■ Directions ■
Write the records out again, precisely as they stand.

■ Provided data ■
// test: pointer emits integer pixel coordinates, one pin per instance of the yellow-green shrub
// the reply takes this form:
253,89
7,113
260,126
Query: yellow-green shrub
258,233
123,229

■ Answer to this task ■
// test: pointer emits integer pixel coordinates, one pin per instance of the yellow-green shrub
// the reply takes this form:
253,89
7,113
260,126
Query: yellow-green shrub
258,233
123,229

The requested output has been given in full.